(Record list)
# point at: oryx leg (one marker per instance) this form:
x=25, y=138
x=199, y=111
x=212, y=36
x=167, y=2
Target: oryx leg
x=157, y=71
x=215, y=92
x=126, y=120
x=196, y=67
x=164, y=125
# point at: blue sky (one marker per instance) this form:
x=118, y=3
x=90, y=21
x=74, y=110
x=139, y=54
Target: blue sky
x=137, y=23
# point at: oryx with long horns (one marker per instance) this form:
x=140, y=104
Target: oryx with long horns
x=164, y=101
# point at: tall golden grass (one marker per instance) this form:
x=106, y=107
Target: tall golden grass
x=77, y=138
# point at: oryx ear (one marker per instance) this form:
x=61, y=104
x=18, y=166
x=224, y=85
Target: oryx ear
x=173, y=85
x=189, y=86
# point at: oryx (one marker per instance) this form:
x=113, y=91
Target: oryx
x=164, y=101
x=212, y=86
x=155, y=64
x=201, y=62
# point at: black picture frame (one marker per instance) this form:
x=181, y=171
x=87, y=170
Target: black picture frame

(Aim of the task) Please replace "picture frame" with "photo frame" in the items, starting at the line that has "# point at: black" and stopping after the last item. Give only those lines, with everything else kept the same.

(Task output)
# point at: black photo frame (one marker per instance) this form:
x=181, y=171
x=87, y=170
Target: black photo frame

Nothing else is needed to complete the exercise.